§ **INPUT RECORDS**
------

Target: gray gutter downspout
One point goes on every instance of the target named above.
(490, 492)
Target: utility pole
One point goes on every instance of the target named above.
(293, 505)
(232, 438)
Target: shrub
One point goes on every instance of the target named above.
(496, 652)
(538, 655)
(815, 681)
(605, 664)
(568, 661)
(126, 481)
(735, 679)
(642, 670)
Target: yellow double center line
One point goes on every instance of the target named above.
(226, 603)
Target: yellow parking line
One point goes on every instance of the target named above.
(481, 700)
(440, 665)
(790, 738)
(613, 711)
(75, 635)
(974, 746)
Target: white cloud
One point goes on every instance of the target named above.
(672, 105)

------

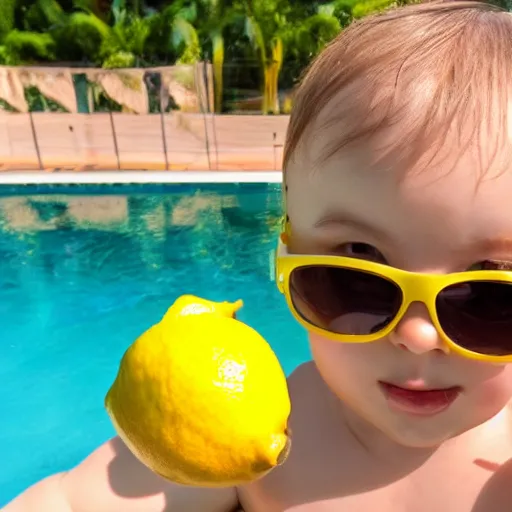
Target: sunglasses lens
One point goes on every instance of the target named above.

------

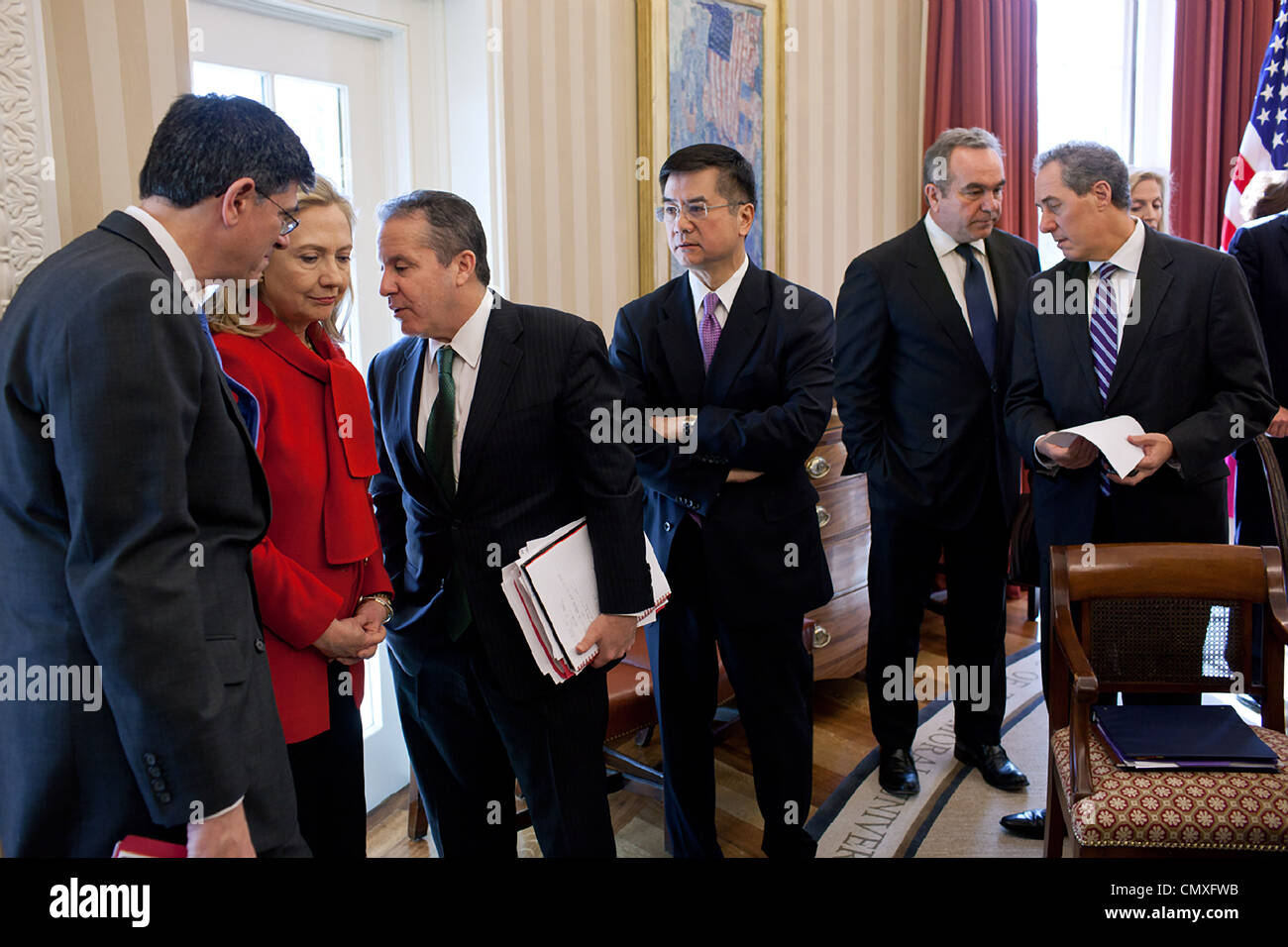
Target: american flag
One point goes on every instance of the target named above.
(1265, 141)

------

§ **EXERCISE GOAL**
Find each line in the records above that contains the word "yellow", and copy those lines out.

§ **FULL RESPONSE**
Target: yellow double center line
Target: yellow parking line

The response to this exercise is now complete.